Could you restate word for word every line of the records below, from the first one to the one holding "draw the outline of man's"?

§ SOURCE RECORDS:

= Beginning of Section =

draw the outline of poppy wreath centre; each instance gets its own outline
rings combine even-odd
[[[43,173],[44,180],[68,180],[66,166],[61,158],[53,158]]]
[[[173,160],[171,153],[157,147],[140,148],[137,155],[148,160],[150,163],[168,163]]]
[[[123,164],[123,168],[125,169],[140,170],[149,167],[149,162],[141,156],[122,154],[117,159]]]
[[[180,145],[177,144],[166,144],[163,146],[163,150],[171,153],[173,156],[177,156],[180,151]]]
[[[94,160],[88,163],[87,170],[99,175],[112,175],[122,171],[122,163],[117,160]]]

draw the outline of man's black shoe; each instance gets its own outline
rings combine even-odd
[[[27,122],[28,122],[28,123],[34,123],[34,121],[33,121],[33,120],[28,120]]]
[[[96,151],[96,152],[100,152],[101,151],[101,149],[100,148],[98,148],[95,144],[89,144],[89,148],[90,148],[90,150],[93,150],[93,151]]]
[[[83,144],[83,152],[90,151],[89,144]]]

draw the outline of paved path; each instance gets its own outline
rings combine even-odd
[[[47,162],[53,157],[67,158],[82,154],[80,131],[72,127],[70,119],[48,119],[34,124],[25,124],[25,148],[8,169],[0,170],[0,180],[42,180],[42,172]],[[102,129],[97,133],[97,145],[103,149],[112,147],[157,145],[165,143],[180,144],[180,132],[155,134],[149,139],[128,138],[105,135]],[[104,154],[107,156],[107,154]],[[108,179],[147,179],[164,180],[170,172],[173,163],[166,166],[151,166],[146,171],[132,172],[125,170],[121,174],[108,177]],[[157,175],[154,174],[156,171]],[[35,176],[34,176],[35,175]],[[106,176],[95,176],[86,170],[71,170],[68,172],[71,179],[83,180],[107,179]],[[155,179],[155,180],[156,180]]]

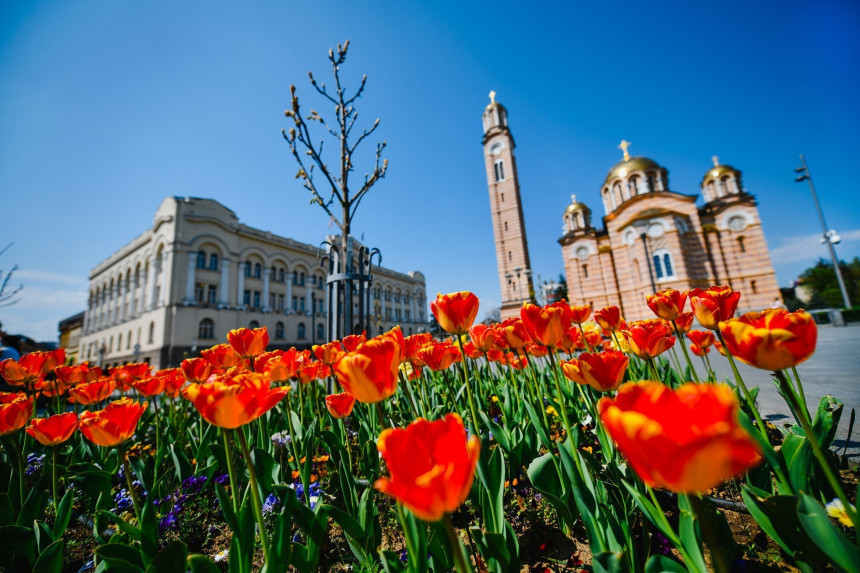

= End of Section =

§ TASK RESULT:
draw the outline of poppy wreath centre; each instance gets its own outline
rings combine even-odd
[[[43,173],[44,180],[68,180],[66,166],[61,158],[53,158]]]
[[[173,160],[171,153],[157,147],[140,148],[137,155],[148,160],[150,163],[168,163]]]
[[[123,164],[123,168],[125,169],[140,170],[149,167],[149,162],[141,156],[122,154],[117,159]]]
[[[180,145],[177,144],[166,144],[163,146],[163,150],[171,153],[173,156],[177,156],[180,151]]]
[[[94,160],[88,163],[87,170],[99,175],[112,175],[122,171],[122,163],[117,160]]]

draw the outline of man's black shoe; each instance gets its own outline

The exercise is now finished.